:: YOUR TASK ::
Render the entries below as a numbered list, skipping any blank lines and omitting the pictures.

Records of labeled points

((

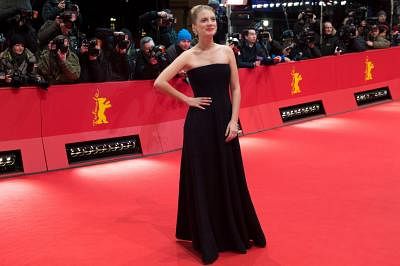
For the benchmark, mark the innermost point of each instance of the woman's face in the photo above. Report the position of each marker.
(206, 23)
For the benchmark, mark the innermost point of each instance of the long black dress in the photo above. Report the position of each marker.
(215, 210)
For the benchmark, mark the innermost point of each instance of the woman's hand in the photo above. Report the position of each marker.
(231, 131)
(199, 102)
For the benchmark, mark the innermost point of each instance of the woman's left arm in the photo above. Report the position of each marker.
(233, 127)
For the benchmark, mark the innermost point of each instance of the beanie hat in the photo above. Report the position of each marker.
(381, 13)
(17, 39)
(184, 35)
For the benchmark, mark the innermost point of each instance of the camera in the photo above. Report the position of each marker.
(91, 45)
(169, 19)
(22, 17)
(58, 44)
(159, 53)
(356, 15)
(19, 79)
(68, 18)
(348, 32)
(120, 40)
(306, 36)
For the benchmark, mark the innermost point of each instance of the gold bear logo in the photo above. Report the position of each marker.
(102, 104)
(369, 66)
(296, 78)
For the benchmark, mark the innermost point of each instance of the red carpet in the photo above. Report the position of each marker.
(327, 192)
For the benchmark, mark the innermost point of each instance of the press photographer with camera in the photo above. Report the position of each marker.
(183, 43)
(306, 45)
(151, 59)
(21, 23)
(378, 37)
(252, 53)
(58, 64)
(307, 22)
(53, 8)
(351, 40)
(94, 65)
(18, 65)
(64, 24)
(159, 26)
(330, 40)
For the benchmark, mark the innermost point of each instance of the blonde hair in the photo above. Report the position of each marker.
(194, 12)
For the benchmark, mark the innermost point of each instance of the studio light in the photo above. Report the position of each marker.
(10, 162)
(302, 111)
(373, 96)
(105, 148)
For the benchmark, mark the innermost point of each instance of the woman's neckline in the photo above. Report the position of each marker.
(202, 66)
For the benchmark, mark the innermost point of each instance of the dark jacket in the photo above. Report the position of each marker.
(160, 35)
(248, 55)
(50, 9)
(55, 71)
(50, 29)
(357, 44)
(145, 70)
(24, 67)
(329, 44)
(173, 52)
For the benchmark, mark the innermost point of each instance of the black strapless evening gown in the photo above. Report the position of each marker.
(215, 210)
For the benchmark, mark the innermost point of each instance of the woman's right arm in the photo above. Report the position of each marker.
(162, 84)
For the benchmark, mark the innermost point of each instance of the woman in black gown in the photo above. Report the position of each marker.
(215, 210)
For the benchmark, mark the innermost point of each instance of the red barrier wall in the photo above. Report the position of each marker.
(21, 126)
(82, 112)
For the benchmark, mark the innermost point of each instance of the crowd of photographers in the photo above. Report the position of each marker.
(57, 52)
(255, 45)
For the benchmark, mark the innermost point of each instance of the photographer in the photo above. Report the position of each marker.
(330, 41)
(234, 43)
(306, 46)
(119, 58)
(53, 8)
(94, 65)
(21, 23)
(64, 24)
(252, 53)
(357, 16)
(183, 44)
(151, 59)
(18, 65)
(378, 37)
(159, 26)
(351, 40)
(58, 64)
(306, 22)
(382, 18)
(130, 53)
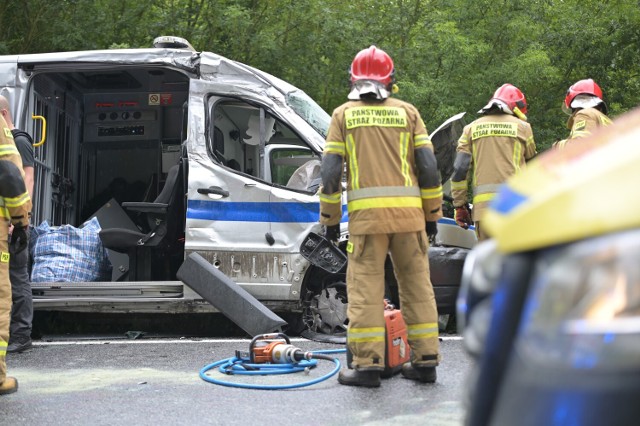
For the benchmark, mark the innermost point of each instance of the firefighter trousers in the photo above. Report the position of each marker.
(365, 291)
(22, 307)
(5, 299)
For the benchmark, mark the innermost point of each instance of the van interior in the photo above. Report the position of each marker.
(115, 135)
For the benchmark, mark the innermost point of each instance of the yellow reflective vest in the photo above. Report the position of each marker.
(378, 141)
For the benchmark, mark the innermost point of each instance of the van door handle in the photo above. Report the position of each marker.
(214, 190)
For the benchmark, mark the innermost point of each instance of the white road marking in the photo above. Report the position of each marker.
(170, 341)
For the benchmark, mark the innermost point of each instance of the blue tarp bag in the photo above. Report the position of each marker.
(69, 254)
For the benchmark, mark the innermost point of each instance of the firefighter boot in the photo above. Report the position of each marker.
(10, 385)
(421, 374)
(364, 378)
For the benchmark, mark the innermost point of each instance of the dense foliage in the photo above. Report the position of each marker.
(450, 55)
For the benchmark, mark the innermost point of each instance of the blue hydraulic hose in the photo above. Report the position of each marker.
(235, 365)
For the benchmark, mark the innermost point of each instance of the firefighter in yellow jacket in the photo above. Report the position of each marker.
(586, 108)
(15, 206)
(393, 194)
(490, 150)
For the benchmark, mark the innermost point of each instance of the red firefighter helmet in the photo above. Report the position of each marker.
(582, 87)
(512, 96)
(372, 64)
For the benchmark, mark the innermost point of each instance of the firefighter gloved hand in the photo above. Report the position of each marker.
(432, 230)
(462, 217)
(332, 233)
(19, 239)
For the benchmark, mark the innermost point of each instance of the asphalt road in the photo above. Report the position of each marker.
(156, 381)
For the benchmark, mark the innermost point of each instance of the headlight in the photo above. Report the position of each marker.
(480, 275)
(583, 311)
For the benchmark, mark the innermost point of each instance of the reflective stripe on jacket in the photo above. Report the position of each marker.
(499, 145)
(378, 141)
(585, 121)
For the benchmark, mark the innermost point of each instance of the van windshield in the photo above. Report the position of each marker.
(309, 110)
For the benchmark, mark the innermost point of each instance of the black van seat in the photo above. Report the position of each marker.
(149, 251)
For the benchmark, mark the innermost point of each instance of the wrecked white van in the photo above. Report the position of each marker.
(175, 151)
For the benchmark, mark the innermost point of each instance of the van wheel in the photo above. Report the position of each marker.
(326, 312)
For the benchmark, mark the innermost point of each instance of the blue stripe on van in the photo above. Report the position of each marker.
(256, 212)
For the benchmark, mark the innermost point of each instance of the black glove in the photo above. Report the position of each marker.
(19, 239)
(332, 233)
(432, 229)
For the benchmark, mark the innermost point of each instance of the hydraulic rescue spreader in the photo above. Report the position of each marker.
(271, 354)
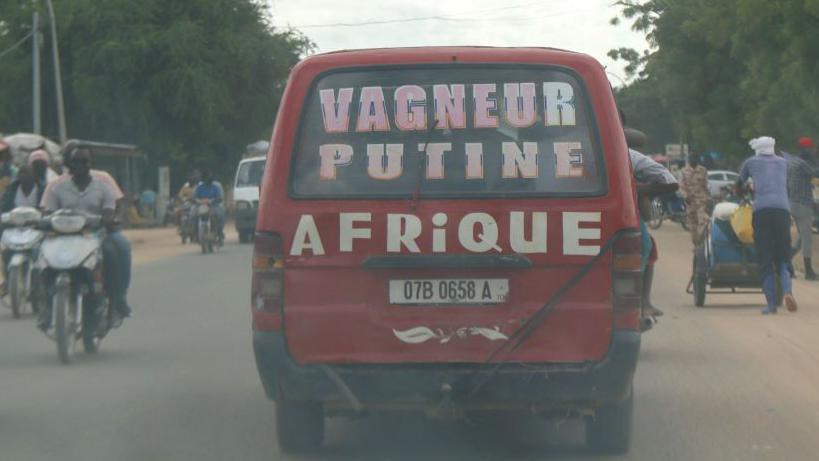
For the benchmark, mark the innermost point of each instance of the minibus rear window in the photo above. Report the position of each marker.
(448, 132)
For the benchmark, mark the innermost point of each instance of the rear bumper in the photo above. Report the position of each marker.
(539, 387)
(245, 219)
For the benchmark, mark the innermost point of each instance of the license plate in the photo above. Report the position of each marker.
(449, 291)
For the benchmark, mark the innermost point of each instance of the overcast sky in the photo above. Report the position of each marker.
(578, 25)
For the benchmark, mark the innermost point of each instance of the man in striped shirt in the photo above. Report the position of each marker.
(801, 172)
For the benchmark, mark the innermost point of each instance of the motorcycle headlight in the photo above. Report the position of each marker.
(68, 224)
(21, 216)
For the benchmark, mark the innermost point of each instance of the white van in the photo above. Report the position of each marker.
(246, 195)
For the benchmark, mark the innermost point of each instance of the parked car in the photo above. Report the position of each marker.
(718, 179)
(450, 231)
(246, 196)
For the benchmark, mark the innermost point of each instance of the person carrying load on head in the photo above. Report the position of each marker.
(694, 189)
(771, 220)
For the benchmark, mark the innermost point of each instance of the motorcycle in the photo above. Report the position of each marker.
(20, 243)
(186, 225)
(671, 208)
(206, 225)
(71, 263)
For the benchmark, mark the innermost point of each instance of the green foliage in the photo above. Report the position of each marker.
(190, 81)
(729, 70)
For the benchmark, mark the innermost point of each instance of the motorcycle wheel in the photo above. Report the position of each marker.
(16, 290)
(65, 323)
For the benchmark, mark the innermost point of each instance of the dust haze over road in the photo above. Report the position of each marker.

))

:: RESPONSE FOR THIS EXERCISE ::
1. For the benchmark, mark the innermost point of each instance of the woman's face in the photo above. Report the position of each marker.
2. (206, 23)
3. For the benchmark, mark the innermost point of each instance of the long black dress in the photo above. Report the position of each marker.
4. (215, 210)
5. For the benchmark, mark the innermost point of each instance of the woman's hand in the photo above. Report the position of each marker.
6. (231, 131)
7. (199, 102)
8. For the benchmark, mark the innermost point of each instance of the woman's left arm in the photo above. Report the position of each marker.
9. (233, 127)
10. For the benchmark, mark the innermost point of each instance of the beanie hat in the photo above. Report the position of each marker.
11. (381, 13)
12. (17, 39)
13. (184, 35)
14. For the benchmark, mark the innermost point of each instance of the camera in the photo above. Report the position of each marker.
15. (91, 45)
16. (169, 19)
17. (22, 17)
18. (58, 44)
19. (159, 53)
20. (356, 15)
21. (19, 79)
22. (68, 18)
23. (348, 32)
24. (120, 40)
25. (306, 36)
26. For the benchmark, mark the innermost point of each instance of the gold bear logo in the photo above. Report the position of each marker.
27. (102, 104)
28. (369, 66)
29. (296, 78)
30. For the benchmark, mark the innermost point of each instance of the red carpet in the photo above. Report the position of each marker.
31. (327, 192)
32. For the benchmark, mark the innermost point of each instance of the press photographer with camera in the photo above. Report the position of each marker.
33. (183, 43)
34. (306, 45)
35. (151, 59)
36. (21, 23)
37. (378, 37)
38. (252, 53)
39. (58, 64)
40. (307, 22)
41. (53, 8)
42. (351, 40)
43. (94, 65)
44. (18, 65)
45. (64, 24)
46. (159, 26)
47. (330, 40)
48. For the benchmark, mark the innermost point of each instance of the blonde hair in the photo above. Report the position of each marker.
49. (194, 12)
50. For the benchmark, mark the innermost point of each instance of the studio light in the photo above. Report the position of each marker.
51. (10, 162)
52. (302, 111)
53. (373, 96)
54. (105, 148)
55. For the benchmark, mark the innermost point of each instance of the woman's neckline in the photo above. Report the position of each marker.
56. (202, 66)
57. For the benchmark, mark the innermost point of each instance of the dark jacket in the photo above. Report the position of each marker.
58. (160, 35)
59. (248, 55)
60. (50, 9)
61. (55, 71)
62. (50, 29)
63. (357, 44)
64. (145, 70)
65. (24, 67)
66. (329, 44)
67. (173, 52)
68. For the benchmark, mark the innermost point of each instance of the black strapless evening gown in the photo above. Report the position of each marker.
69. (215, 210)
70. For the benchmark, mark the innermost point of each instance of the woman's right arm in the photo above. Report the position of each marker.
71. (162, 84)
72. For the benchmark, mark the innermost point of each instance of the woman in black gown in the photo above. Report the position of each marker.
73. (215, 210)
74. For the benchmark, mark the innermost point of each instance of the red barrier wall in the photo above. Report the position of each marker.
75. (21, 126)
76. (82, 112)
77. For the benchmark, mark the innermost point of each instance of the crowd of photographers in the photo above. Report the position of each marker.
78. (57, 52)
79. (255, 45)
80. For the benchmark, mark the innermost point of each instance of the photographer in the photo above. Report the position of each marker.
81. (330, 41)
82. (234, 43)
83. (306, 46)
84. (119, 58)
85. (53, 8)
86. (94, 65)
87. (21, 23)
88. (64, 24)
89. (252, 53)
90. (357, 16)
91. (183, 44)
92. (151, 59)
93. (18, 65)
94. (378, 37)
95. (159, 26)
96. (351, 40)
97. (58, 64)
98. (306, 22)
99. (382, 18)
100. (130, 53)
101. For the benchmark, mark the innermost point of each instance of the firefighter trousers in the photo above. Report the position of each marker.
102. (365, 291)
103. (22, 307)
104. (5, 299)
105. For the benchmark, mark the innermost point of each instance of the van interior in the photo above. Report the position of each marker.
106. (115, 135)
107. For the benchmark, mark the innermost point of each instance of the yellow reflective vest in the photo above. Report the position of each marker.
108. (378, 141)
109. For the benchmark, mark the innermost point of each instance of the van door handle in the photo above. Report the position of each marker.
110. (214, 190)
111. For the benchmark, mark the innermost point of each instance of the white road marking in the photo above. Report the position of each marker.
112. (170, 341)
113. For the benchmark, mark the innermost point of each instance of the blue tarp bag in the photo above. Report the position of each marker.
114. (69, 254)
115. For the benchmark, mark the innermost point of each instance of the firefighter boot in the photo above. Report the position of each marker.
116. (10, 385)
117. (421, 374)
118. (364, 378)
119. For the benchmark, mark the innermost point of each instance of the dense foliage in the photo above. Report the position of each marker.
120. (450, 55)
121. For the benchmark, mark the innermost point of each instance of the blue hydraulic hose in the photo above. Report the position of each marker.
122. (235, 365)
123. For the benchmark, mark the innermost point of each instance of the firefighter in yellow jacket in the photo above. Report the position of each marker.
124. (586, 108)
125. (15, 206)
126. (393, 194)
127. (490, 150)
128. For the benchmark, mark the innermost point of each instance of the red firefighter helmet in the photo above. Report the position of each marker.
129. (582, 87)
130. (512, 96)
131. (372, 64)
132. For the benchmark, mark the innermost point of each instance of the firefighter gloved hand in the photo above. Report the position of each marker.
133. (432, 230)
134. (462, 217)
135. (332, 233)
136. (19, 239)
137. For the benchmark, mark the innermost point of each instance of the asphalt road in the photo above. Report the position of each marker.
138. (156, 381)
139. For the benchmark, mark the innermost point of each instance of the headlight in the photo above. Report the position of each marker.
140. (480, 275)
141. (583, 311)
142. For the benchmark, mark the innermost point of each instance of the reflective stripe on jacket in the photo above. Report the position of each marker.
143. (499, 145)
144. (378, 141)
145. (585, 121)
146. For the benchmark, mark the innermost point of each instance of the van windshield in the photo above. Report the position of each marker.
147. (309, 110)
148. For the benchmark, mark the innermost point of each instance of the black van seat in the photo above. Report the position of each marker.
149. (149, 251)
150. For the benchmark, mark the innermost point of each instance of the wrecked white van in the photo above. Report the position of each marker.
151. (175, 151)
152. For the benchmark, mark the innermost point of each instance of the van wheel in the photo above. Report the position of each marker.
153. (326, 312)
154. For the benchmark, mark the innermost point of each instance of the blue stripe on van in the photo above. Report the position of each marker.
155. (256, 212)
156. For the benchmark, mark the innermost point of each instance of the black glove in the photo above. Report the position of each marker.
157. (19, 239)
158. (332, 233)
159. (432, 229)
160. For the benchmark, mark the innermost point of each instance of the hydraulic rescue spreader in the photo above. Report the position of each marker.
161. (271, 354)
162. For the benchmark, mark the innermost point of each instance of the minibus rear window in the photo above. Report the position of each marker.
163. (448, 132)
164. For the benchmark, mark the innermost point of each instance of the rear bumper in the photo above. Report the position of each marker.
165. (539, 387)
166. (245, 219)
167. For the benchmark, mark the innermost point of each instance of the license plate in the photo above. Report the position of each marker.
168. (449, 291)
169. For the benchmark, mark the innermost point of each instance of the overcast sky in the photo above. Report the position of each marker.
170. (578, 25)
171. For the benchmark, mark the innermost point of each instance of the man in striped shirt in the photo above. Report the position of each marker.
172. (801, 172)
173. For the benchmark, mark the innermost point of each instance of the motorcycle headlight in the photo above. Report the position of each marker.
174. (68, 224)
175. (21, 216)
176. For the benchmark, mark the innermost point of each instance of the white van in the photo above. Report the position of each marker.
177. (246, 195)
178. For the benchmark, mark the innermost point of each instance of the parked car in the photo above. Report the position of each marker.
179. (718, 179)
180. (450, 231)
181. (246, 196)
182. For the benchmark, mark the innermost point of each instance of the person carrying load on head in the photo above. Report the position of each marker.
183. (694, 189)
184. (771, 220)
185. For the benchmark, mark the innermost point of each instance of the motorcycle in the photo above. Report the position of each marker.
186. (20, 243)
187. (186, 225)
188. (671, 208)
189. (206, 225)
190. (71, 263)
191. For the benchmark, mark the innermost point of each instance of the green foliage in the photo above. Report the position of each marker.
192. (190, 81)
193. (729, 70)
194. For the benchmark, mark the innermost point of each instance of the motorcycle wheel in the photo above. Report the position of each marker.
195. (16, 290)
196. (65, 323)
197. For the benchmark, mark the innermost point of each instance of the dust haze over road in the photo above. Report the position of each marker.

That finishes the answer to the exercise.